• What is required:
From first line to last, the records below are to be duplicated exactly.

----

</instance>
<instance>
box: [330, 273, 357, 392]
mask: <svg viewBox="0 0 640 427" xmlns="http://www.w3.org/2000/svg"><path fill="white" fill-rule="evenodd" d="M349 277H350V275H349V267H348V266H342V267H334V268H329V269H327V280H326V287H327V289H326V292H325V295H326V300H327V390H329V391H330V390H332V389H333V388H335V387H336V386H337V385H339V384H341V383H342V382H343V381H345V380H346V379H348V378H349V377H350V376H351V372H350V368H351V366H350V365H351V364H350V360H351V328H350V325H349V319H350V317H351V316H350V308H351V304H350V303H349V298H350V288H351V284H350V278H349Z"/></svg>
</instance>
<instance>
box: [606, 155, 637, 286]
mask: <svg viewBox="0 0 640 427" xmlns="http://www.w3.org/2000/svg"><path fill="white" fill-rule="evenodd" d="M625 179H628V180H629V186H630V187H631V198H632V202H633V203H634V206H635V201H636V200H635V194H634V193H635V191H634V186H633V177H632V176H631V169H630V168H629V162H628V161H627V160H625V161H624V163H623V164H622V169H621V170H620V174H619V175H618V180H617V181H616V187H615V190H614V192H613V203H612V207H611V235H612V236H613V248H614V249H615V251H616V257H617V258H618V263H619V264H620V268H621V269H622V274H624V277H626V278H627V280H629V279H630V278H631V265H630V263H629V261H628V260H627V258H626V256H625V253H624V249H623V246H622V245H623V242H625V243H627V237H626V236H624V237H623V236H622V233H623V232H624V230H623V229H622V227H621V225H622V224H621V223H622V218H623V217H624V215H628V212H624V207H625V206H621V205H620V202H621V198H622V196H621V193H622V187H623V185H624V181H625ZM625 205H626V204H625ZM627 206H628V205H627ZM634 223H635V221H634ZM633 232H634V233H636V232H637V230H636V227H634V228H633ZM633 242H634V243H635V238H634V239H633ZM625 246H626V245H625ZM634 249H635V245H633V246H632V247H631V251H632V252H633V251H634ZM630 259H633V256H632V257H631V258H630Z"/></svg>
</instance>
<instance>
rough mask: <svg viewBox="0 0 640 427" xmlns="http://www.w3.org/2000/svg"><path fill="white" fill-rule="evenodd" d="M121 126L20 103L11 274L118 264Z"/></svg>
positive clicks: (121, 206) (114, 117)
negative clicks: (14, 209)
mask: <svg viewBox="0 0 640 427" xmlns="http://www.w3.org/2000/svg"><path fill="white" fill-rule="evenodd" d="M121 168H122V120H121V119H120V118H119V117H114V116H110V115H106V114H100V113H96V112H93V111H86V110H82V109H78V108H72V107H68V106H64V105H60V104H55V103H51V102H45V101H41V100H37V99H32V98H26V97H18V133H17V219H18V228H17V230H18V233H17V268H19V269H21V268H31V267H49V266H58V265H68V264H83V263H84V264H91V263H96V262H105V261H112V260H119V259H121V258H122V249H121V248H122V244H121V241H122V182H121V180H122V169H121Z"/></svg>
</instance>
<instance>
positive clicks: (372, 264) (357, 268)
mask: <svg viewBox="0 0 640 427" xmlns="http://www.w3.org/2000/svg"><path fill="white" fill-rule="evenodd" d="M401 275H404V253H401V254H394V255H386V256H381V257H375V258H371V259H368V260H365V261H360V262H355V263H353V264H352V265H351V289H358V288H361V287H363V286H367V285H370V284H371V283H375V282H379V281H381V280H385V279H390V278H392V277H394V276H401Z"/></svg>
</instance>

----

• Task answer:
</instance>
<instance>
box: [330, 273, 357, 392]
mask: <svg viewBox="0 0 640 427" xmlns="http://www.w3.org/2000/svg"><path fill="white" fill-rule="evenodd" d="M349 277H350V275H349V267H348V266H342V267H334V268H329V269H327V280H326V287H327V289H326V292H325V295H326V300H327V390H329V391H330V390H332V389H333V388H335V387H336V386H337V385H339V384H341V383H342V382H343V381H345V380H346V379H348V378H349V377H350V376H351V372H350V368H351V366H350V365H351V364H350V360H351V328H350V325H349V319H350V317H351V316H350V308H351V304H350V303H349V298H350V288H351V284H350V278H349Z"/></svg>
</instance>
<instance>
box: [606, 155, 637, 286]
mask: <svg viewBox="0 0 640 427" xmlns="http://www.w3.org/2000/svg"><path fill="white" fill-rule="evenodd" d="M625 179H628V180H629V186H630V187H631V198H632V202H633V203H634V206H635V201H636V200H635V194H634V193H635V191H634V186H633V177H632V176H631V169H630V168H629V162H628V161H627V160H625V161H624V163H623V164H622V169H621V170H620V174H619V175H618V180H617V181H616V187H615V190H614V192H613V203H612V207H611V235H612V236H613V248H614V249H615V251H616V257H617V258H618V263H619V264H620V268H621V269H622V274H624V277H626V278H627V280H629V279H630V278H631V265H630V263H629V261H628V260H627V258H626V256H625V253H624V249H623V246H622V245H623V242H625V243H627V237H626V236H624V237H623V236H622V233H623V232H624V230H623V229H622V227H621V225H622V224H621V223H622V218H623V217H624V215H628V212H624V207H625V206H621V205H620V202H621V198H622V196H621V193H622V187H623V185H624V181H625ZM625 205H626V204H625ZM627 206H628V205H627ZM634 223H635V221H634ZM633 232H634V233H636V232H637V230H636V227H634V228H633ZM633 242H634V243H635V238H634V239H633ZM625 246H626V245H625ZM634 249H635V245H633V246H632V247H631V251H632V252H633V251H634ZM630 259H633V256H632V257H631V258H630Z"/></svg>
</instance>
<instance>
rough mask: <svg viewBox="0 0 640 427" xmlns="http://www.w3.org/2000/svg"><path fill="white" fill-rule="evenodd" d="M121 126L20 103L11 274L118 264Z"/></svg>
positive clicks: (121, 206) (114, 117)
negative clicks: (14, 209)
mask: <svg viewBox="0 0 640 427" xmlns="http://www.w3.org/2000/svg"><path fill="white" fill-rule="evenodd" d="M121 168H122V120H121V119H120V118H119V117H114V116H110V115H106V114H100V113H96V112H93V111H86V110H82V109H78V108H72V107H68V106H64V105H60V104H55V103H51V102H45V101H41V100H37V99H32V98H26V97H18V133H17V219H18V228H17V230H18V233H17V268H19V269H21V268H31V267H49V266H58V265H68V264H83V263H84V264H91V263H96V262H105V261H112V260H119V259H121V258H122V249H121V248H122V244H121V241H122V182H121V180H122V169H121Z"/></svg>
</instance>
<instance>
positive clicks: (372, 264) (357, 268)
mask: <svg viewBox="0 0 640 427" xmlns="http://www.w3.org/2000/svg"><path fill="white" fill-rule="evenodd" d="M401 275H404V253H401V254H394V255H386V256H381V257H375V258H371V259H368V260H365V261H360V262H355V263H353V264H352V265H351V289H358V288H361V287H363V286H367V285H370V284H371V283H375V282H379V281H381V280H385V279H390V278H392V277H394V276H401Z"/></svg>
</instance>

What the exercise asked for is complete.